SECCIÓN DE TEXTO:
====================

En estos tiempos de incertidumbre, hay que
agarrarse a lo que sea. A la pareja, a los hijos, a los nietos el que los
tuviera. Y no asomarse demasiado a la farsa cotidiana. Aunque la farsa en sí no
sea mala cosa, recientemente Rosario y yo estuvimos viendo teatro en Madrid, el
viejo vicio que una y otra vez pasa a revisitar a los amigos y sumarnos a las
representaciones. Siempre he pensado que la cartelera de la capital es
envidiable, por su cantidad, por la variedad de propuestas, hay muchas salas
digamos tradicionales y cada vez hay más salas alternativas. Y ahora hemos
visto una nueva versión de El diablo cojuelo, con un grupo catalán de payasos,
otra obra basada en una adaptación de La tempestad de Shakespeare, y finalmente
una propuesta con Javier Cámara en el Valle Inclán de Lavapiés, repleto hasta
los topes.
Madrid, esa mezcla de gran ciudad y
poblachón manchego. Porque en tarde de domingo veníamos en taxi por la Calle
Mayor y nos cerró el paso la procesión de la patrona de Andújar, Jaén, con
banda de música y buen acompañamiento. Los extranjeros no paraban de hacer
fotos. La primavera traía el brillo del sol, las calles repletas de gente,
aunque ya no era tiempo de rebajas. Después de la larga pandemia, la gente
disfruta el estar sin mascarilla, los bares y los restaurantes con mucha animación,
la gente joven muy bulliciosa en los fines de semana. A la hora del almuerzo se
hacía difícil encontrar sitio libre, a las 3 de la tarde Madrid parece una
ciudad rica y esplendorosa. Eso sí: los nuevos urbanistas puestos a reformar una
vez más la Puerta del Sol y la Plaza de España lo primero que hacen es quitar
fuentes, lenguas de césped, arbolado, solo quieren espacios deshumanizados.

====================

Entradas de datos:
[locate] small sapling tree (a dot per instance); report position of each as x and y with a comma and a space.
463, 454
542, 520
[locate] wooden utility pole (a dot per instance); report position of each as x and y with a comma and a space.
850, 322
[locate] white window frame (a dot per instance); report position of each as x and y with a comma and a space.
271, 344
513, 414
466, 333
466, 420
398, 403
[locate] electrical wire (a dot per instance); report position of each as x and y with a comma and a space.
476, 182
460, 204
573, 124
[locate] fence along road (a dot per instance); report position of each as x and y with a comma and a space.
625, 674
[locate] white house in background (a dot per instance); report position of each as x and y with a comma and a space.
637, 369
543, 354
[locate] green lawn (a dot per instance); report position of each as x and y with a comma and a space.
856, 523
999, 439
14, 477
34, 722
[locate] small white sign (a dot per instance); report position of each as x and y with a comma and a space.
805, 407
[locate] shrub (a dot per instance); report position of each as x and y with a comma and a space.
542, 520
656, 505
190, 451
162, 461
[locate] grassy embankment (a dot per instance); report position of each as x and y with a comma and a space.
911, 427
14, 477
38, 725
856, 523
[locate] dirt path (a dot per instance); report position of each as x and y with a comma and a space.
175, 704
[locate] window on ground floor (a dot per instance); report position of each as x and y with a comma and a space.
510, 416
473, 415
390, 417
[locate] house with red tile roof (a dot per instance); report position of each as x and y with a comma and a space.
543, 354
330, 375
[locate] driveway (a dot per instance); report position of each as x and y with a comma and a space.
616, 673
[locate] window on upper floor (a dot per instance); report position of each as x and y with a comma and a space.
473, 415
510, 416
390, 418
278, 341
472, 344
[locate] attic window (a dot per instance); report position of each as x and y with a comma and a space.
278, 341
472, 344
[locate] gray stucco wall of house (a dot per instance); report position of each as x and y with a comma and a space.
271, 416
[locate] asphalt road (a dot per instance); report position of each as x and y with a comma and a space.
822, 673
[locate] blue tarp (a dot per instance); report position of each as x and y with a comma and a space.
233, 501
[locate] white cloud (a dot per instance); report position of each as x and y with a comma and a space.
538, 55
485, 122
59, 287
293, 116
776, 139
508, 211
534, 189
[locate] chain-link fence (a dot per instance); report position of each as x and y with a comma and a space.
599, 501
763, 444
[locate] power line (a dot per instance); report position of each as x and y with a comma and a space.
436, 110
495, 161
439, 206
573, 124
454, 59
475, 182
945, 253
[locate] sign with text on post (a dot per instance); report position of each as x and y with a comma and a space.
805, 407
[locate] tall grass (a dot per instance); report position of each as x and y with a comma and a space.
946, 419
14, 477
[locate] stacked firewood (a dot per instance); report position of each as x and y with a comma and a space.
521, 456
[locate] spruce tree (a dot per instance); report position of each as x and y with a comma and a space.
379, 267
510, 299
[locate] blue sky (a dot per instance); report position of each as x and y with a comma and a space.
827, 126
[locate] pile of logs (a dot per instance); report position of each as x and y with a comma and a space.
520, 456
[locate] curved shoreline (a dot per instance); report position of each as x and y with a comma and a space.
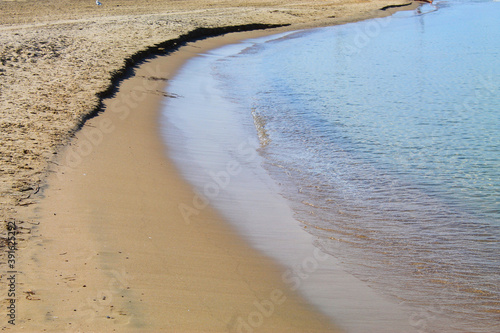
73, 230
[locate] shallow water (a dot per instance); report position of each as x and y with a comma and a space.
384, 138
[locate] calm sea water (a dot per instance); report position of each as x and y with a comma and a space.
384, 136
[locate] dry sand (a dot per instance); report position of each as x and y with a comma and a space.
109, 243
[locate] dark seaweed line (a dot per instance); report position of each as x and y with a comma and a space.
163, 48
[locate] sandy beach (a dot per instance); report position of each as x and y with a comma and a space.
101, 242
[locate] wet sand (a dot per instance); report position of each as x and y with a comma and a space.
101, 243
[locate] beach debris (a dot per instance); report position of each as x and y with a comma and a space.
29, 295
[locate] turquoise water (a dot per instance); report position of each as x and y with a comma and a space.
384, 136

====================

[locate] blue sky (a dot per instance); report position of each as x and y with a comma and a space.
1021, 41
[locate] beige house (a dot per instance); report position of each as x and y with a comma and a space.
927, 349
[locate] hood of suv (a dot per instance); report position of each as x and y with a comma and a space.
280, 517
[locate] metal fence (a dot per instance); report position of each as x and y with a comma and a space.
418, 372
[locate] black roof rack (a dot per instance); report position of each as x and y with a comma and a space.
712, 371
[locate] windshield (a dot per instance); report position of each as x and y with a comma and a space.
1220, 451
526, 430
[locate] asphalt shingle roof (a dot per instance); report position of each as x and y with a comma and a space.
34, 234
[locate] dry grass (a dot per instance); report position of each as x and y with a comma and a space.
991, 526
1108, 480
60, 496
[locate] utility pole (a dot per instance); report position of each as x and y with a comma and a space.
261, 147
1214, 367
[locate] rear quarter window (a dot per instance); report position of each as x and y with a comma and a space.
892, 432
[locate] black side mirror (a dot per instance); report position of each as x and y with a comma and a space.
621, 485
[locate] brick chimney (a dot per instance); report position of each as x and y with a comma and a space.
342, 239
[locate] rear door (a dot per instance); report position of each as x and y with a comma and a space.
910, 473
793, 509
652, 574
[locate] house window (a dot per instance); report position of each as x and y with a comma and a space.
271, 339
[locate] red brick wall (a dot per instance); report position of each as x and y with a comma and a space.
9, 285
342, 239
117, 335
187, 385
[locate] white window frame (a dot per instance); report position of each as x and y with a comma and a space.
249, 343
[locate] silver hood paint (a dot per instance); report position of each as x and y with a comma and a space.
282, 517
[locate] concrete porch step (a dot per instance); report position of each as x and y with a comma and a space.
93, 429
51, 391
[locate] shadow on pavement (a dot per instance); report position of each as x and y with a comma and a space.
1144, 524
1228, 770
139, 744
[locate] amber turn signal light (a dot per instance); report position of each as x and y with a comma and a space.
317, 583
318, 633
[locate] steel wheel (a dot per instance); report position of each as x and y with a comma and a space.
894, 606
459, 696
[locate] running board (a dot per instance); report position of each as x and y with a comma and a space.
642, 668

====================

TU TAREA:
Reproduce íntegramente el texto sobre el teatro en Madrid, sin cambiar nada.

SOLUCIÓN DEL EJERCICIO:
En estos tiempos de incertidumbre, hay que
agarrarse a lo que sea. A la pareja, a los hijos, a los nietos el que los
tuviera. Y no asomarse demasiado a la farsa cotidiana. Aunque la farsa en sí no
sea mala cosa, recientemente Rosario y yo estuvimos viendo teatro en Madrid, el
viejo vicio que una y otra vez pasa a revisitar a los amigos y sumarnos a las
representaciones. Siempre he pensado que la cartelera de la capital es
envidiable, por su cantidad, por la variedad de propuestas, hay muchas salas
digamos tradicionales y cada vez hay más salas alternativas. Y ahora hemos
visto una nueva versión de El diablo cojuelo, con un grupo catalán de payasos,
otra obra basada en una adaptación de La tempestad de Shakespeare, y finalmente
una propuesta con Javier Cámara en el Valle Inclán de Lavapiés, repleto hasta
los topes.
Madrid, esa mezcla de gran ciudad y
poblachón manchego. Porque en tarde de domingo veníamos en taxi por la Calle
Mayor y nos cerró el paso la procesión de la patrona de Andújar, Jaén, con
banda de música y buen acompañamiento. Los extranjeros no paraban de hacer
fotos. La primavera traía el brillo del sol, las calles repletas de gente,
aunque ya no era tiempo de rebajas. Después de la larga pandemia, la gente
disfruta el estar sin mascarilla, los bares y los restaurantes con mucha animación,
la gente joven muy bulliciosa en los fines de semana. A la hora del almuerzo se
hacía difícil encontrar sitio libre, a las 3 de la tarde Madrid parece una
ciudad rica y esplendorosa. Eso sí: los nuevos urbanistas puestos a reformar una
vez más la Puerta del Sol y la Plaza de España lo primero que hacen es quitar
fuentes, lenguas de césped, arbolado, solo quieren espacios deshumanizados.